• _Aim of the task_
Your job is to copy the lines from the material that include "below".

• _Provided records_

__________

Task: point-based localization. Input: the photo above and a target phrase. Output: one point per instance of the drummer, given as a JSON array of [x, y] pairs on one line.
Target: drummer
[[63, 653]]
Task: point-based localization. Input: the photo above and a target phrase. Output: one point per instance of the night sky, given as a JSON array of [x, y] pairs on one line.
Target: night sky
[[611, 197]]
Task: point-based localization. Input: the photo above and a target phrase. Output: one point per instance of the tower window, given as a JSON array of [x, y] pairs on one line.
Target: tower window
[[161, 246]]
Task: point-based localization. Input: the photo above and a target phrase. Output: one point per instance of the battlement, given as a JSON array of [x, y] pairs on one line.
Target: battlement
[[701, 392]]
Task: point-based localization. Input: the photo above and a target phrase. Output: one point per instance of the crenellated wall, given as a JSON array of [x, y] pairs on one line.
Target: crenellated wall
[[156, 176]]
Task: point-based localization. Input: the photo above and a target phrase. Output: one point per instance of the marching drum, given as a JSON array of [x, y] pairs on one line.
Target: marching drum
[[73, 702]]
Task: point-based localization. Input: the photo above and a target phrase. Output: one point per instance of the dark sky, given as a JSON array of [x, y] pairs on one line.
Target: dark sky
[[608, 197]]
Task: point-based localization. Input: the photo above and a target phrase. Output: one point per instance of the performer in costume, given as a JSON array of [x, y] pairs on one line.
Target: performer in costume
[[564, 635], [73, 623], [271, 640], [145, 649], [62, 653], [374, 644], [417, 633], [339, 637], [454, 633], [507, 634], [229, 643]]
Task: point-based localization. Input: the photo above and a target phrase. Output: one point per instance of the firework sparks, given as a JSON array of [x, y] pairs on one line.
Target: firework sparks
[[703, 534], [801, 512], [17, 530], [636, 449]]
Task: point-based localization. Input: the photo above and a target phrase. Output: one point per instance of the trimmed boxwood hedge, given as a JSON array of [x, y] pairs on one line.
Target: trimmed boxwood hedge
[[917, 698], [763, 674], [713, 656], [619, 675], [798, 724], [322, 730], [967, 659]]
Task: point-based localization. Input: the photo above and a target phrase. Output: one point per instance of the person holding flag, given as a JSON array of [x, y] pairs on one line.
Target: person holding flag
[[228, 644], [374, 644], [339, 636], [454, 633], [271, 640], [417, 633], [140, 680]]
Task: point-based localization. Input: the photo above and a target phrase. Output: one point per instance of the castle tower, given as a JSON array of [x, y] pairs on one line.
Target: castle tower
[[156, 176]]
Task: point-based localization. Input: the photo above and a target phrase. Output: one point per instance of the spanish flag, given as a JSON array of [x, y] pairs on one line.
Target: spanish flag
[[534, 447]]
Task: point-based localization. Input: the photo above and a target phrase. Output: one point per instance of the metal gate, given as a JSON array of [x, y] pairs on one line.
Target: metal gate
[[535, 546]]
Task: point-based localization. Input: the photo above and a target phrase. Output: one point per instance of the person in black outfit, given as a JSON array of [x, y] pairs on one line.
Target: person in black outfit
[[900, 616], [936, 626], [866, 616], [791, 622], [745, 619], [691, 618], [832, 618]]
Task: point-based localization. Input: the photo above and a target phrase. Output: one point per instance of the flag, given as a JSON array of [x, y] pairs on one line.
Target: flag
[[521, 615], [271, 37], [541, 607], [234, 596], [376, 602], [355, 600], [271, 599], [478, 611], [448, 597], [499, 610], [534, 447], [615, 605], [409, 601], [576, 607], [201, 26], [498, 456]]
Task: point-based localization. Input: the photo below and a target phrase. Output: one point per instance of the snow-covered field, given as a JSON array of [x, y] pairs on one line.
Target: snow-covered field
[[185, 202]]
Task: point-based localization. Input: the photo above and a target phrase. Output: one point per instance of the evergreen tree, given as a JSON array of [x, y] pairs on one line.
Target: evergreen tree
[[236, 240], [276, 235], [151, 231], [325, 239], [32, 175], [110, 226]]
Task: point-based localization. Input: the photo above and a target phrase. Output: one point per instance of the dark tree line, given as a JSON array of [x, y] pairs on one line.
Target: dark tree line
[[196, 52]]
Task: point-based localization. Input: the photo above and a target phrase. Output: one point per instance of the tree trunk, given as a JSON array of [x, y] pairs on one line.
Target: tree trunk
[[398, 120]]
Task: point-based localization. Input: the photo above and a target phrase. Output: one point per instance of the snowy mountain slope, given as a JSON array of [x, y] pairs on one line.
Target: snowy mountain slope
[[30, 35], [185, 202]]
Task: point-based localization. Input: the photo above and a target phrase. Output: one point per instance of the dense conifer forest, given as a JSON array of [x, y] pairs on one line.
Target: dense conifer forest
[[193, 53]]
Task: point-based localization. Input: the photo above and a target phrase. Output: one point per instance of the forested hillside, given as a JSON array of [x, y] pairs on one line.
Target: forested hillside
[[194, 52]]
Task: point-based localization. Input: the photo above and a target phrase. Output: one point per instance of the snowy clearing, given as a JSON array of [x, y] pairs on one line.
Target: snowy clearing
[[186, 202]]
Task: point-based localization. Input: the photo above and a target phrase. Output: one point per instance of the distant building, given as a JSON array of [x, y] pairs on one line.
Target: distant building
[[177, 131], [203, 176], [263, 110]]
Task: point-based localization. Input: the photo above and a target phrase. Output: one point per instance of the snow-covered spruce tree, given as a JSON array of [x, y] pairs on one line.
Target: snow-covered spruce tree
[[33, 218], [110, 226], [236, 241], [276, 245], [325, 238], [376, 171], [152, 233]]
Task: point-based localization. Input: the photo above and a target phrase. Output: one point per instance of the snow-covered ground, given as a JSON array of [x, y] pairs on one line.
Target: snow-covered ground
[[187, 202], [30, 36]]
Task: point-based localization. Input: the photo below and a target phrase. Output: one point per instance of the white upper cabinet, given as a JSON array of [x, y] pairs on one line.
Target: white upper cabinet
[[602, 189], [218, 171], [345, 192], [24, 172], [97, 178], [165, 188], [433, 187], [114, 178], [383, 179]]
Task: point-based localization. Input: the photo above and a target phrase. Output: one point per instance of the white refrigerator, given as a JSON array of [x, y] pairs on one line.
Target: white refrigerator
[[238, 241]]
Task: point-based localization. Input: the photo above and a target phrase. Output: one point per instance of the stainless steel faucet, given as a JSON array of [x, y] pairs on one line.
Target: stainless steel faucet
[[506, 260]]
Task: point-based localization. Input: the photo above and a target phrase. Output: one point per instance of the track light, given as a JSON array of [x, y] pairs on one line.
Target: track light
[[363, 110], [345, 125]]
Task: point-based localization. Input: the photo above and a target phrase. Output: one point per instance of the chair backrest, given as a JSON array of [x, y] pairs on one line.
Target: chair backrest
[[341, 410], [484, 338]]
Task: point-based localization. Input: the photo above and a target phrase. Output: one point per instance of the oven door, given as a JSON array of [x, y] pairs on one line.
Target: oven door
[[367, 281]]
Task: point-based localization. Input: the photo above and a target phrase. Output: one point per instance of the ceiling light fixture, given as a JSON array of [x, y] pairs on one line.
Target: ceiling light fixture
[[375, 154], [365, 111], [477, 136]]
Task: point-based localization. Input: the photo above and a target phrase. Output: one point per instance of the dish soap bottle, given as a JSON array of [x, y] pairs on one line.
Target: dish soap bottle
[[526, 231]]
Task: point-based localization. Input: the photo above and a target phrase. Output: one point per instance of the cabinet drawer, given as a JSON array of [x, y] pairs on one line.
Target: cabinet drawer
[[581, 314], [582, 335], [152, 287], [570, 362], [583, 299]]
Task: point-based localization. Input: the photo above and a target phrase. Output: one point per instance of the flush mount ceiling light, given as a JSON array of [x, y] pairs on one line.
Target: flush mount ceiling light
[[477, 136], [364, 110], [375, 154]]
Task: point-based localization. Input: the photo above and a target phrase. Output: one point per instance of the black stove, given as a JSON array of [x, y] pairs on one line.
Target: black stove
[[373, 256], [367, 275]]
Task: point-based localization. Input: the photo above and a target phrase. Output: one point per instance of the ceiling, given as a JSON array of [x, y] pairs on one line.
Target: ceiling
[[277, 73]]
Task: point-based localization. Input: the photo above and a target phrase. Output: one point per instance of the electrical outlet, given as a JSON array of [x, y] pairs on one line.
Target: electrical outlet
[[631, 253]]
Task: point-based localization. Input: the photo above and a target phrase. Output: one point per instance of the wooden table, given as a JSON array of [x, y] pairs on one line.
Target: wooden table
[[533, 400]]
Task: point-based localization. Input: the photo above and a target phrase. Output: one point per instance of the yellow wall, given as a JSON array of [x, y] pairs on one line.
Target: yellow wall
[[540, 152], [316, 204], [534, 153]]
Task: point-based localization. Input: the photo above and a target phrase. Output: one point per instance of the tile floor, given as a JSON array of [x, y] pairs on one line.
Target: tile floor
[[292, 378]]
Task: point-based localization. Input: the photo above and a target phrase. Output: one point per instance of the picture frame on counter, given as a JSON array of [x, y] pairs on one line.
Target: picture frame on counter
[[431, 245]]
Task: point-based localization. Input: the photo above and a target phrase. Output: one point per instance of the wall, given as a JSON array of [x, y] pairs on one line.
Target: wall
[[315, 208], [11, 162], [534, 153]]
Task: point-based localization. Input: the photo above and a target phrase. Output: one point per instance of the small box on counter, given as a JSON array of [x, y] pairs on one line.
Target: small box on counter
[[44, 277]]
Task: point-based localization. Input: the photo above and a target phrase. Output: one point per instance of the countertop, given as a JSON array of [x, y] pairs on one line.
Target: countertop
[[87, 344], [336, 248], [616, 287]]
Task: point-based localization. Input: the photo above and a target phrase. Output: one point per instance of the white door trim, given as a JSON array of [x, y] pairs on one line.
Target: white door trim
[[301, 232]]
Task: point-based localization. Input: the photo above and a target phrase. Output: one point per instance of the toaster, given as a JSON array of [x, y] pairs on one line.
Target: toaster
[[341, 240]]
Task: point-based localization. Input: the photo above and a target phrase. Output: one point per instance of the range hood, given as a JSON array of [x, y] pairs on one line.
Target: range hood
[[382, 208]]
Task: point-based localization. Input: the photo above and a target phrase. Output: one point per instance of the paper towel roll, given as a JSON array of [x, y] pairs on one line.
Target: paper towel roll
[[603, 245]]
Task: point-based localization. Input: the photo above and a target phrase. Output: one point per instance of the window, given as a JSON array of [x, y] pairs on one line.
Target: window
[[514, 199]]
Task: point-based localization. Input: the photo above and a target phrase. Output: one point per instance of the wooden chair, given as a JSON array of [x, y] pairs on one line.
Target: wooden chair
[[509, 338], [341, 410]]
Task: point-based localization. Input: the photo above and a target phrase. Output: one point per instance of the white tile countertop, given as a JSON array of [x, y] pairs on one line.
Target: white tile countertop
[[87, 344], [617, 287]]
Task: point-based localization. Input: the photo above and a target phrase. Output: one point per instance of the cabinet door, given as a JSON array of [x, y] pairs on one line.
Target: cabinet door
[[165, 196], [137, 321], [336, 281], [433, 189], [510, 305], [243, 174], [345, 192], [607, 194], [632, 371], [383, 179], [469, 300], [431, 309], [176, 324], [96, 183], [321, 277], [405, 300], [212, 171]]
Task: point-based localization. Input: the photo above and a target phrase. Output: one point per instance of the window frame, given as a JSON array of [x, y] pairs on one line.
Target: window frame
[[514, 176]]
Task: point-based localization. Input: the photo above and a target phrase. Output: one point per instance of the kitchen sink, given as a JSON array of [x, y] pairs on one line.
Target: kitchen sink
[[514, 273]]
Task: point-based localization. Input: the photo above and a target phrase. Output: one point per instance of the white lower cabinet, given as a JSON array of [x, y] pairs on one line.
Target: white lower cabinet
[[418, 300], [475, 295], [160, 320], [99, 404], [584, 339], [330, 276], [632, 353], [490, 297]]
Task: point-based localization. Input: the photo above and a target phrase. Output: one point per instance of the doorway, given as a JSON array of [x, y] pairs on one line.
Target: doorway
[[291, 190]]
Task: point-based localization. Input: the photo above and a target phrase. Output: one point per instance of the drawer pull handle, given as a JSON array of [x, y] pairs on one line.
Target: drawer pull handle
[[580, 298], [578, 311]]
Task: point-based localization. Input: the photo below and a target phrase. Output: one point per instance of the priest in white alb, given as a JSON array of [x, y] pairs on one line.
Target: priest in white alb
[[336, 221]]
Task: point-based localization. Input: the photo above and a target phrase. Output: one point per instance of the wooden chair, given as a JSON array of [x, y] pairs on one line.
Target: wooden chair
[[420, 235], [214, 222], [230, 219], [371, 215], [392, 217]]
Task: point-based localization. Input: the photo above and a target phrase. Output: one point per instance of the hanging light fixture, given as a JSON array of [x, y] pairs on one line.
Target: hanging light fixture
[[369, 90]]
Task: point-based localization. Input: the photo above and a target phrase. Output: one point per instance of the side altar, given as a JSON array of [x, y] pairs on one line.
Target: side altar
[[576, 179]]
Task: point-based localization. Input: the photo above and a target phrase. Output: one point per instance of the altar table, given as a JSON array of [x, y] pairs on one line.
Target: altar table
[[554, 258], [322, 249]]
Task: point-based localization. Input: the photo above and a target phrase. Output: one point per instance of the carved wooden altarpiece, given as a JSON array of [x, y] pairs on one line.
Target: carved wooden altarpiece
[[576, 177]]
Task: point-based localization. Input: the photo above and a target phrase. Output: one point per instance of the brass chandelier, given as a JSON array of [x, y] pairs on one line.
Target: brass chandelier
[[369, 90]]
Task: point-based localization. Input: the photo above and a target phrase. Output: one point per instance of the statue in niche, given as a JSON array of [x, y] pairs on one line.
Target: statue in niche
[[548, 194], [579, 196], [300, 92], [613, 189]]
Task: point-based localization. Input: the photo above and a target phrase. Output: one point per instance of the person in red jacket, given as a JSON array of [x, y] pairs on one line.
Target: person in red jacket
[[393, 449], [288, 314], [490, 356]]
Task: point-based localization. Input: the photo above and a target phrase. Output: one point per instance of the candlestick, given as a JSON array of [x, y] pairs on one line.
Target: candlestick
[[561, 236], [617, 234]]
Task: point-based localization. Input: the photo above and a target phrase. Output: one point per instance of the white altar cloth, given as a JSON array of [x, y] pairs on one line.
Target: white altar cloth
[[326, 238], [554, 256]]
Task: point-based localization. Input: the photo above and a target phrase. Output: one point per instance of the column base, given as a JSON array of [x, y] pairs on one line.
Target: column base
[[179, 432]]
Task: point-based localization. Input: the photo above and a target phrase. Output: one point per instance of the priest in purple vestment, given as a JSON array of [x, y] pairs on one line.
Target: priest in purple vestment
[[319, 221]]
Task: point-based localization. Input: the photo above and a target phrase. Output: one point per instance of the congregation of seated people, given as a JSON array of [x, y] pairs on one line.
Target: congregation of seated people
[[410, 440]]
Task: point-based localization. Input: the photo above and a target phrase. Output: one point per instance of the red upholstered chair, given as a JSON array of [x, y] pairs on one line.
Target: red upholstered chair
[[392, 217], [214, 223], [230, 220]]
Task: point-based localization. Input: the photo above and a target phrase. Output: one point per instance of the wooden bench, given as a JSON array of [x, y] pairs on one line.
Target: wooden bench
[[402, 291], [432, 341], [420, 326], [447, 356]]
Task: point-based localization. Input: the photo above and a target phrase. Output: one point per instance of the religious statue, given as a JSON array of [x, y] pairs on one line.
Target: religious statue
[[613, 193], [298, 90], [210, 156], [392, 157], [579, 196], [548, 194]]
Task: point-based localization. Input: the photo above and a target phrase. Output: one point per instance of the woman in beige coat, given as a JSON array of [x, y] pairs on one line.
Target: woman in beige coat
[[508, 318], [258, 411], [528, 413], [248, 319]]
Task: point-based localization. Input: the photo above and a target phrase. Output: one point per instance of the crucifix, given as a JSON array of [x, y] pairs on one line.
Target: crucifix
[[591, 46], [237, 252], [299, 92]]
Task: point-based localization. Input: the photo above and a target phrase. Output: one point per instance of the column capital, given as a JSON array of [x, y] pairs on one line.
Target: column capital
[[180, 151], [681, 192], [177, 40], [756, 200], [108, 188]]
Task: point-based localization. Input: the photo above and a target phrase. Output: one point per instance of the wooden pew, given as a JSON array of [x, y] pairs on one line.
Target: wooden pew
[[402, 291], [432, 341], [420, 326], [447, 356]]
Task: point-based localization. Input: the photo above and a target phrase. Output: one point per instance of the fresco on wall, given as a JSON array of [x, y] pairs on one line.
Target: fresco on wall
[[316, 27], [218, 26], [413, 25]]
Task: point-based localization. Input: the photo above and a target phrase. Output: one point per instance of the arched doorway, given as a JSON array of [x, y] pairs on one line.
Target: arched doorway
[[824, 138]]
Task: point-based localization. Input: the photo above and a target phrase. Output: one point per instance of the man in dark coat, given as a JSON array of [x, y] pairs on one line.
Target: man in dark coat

__________

• _Response_
Task: point-based localization. Input: the photo below and a target phrase. Output: one point per instance of the snow-covered field, given as a JSON array of [x, y] pairs on one line.
Task: point-based localization. Input: the photo below and a target phrase. Output: one point per instance of the white upper cabinet, given as a JSON array of [x, y] pairs on one line.
Task: point-based localization. Input: the photo below and a target phrase. Output: one point per instance of the priest in white alb, given as a JSON array of [x, y] pairs on one line.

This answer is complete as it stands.